- _TEXT PROVIDED_:

§

Also from 10 April, the Stanze della Fotografia will host Maurizio Galimberti tra Polaroid/Ready Made e le lezioni americane di Italo Calvino (Maurizio Galimberti from Polaroids / Readymades to Italo Calvino’s Memos for the Next Millennium). Some of the portrait artist’s most iconic polaroid mosaics will be on display, including ones of Johnny Depp, Barbara Bouchet, Angelica Huston and Taylor Swift. It will remain open until 3 August 2025.

On 13 April (until 23 November 2025), it will instead be the turn of Le Stanze del Vetro (the Glass Rooms), with the second instalment of Il Vetro di Murano e la Biennale di Venezia (Murano Glass and the Venice Biennale), this year dedicated to the decade 1932–1942. As usual, the exhibition will be accompanied by a conference to be held in October by the Foundation’s Glass Study Centre.

In 2025, the Architecture Biennale will take centre stage in Venice. For the occasion, in partnership with the Fondation Cartier pour l’art contemporain, a major Jean Nouvel exhibition will be held on San Giorgio from 10 May to 15 September.

§

- _REQUIRED ACTION 1_: According to the passage on the 2025 exhibitions, where and when will the Jean Nouvel exhibition be held?
- _REQUIRED ACTION 2_: List every person whose polaroid mosaic is named in the passage on the 2025 exhibitions.
- _REQUIRED ACTION 3_: Reproduce the stretch from "On 13 April" through "to 15 September." in the passage on the 2025 exhibitions, substituting "symposium" for "conference".
The items placed after this point are separate material, unrelated to the passage on the 2025 exhibitions.

§

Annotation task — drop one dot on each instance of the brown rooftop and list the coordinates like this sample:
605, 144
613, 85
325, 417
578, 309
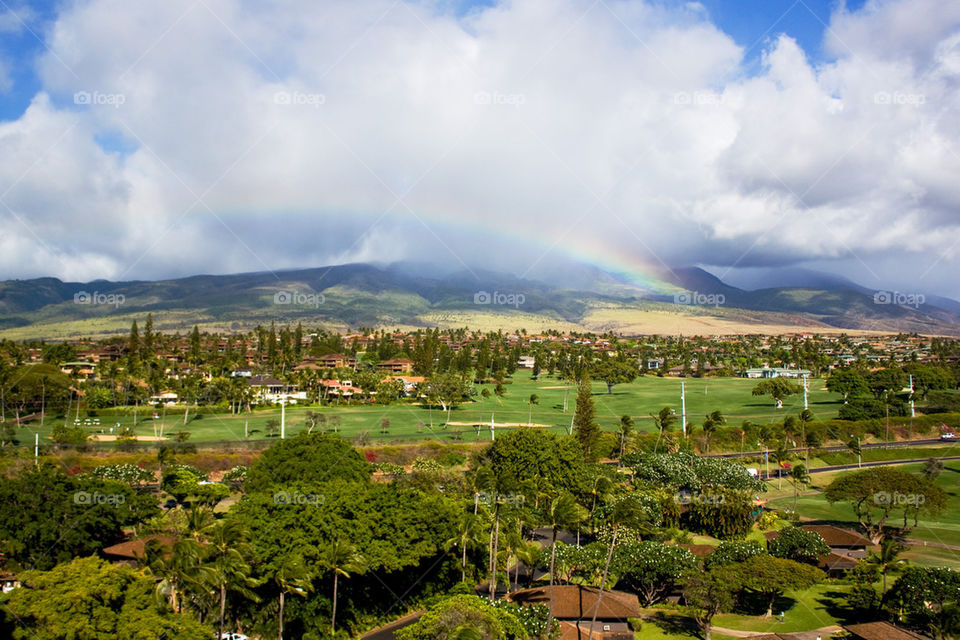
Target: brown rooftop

§

- _RESPONSE AREA 1_: On San Giorgio, from 10 May to 15 September.

- _RESPONSE AREA 2_: Johnny Depp, Barbara Bouchet, Angelica Huston, Taylor Swift

- _RESPONSE AREA 3_:
On 13 April (until 23 November 2025), it will instead be the turn of Le Stanze del Vetro (the Glass Rooms), with the second instalment of Il Vetro di Murano e la Biennale di Venezia (Murano Glass and the Venice Biennale), this year dedicated to the decade 1932–1942. As usual, the exhibition will be accompanied by a symposium to be held in October by the Foundation’s Glass Study Centre.

In 2025, the Architecture Biennale will take centre stage in Venice. For the occasion, in partnership with the Fondation Cartier pour l’art contemporain, a major Jean Nouvel exhibition will be held on San Giorgio from 10 May to 15 September.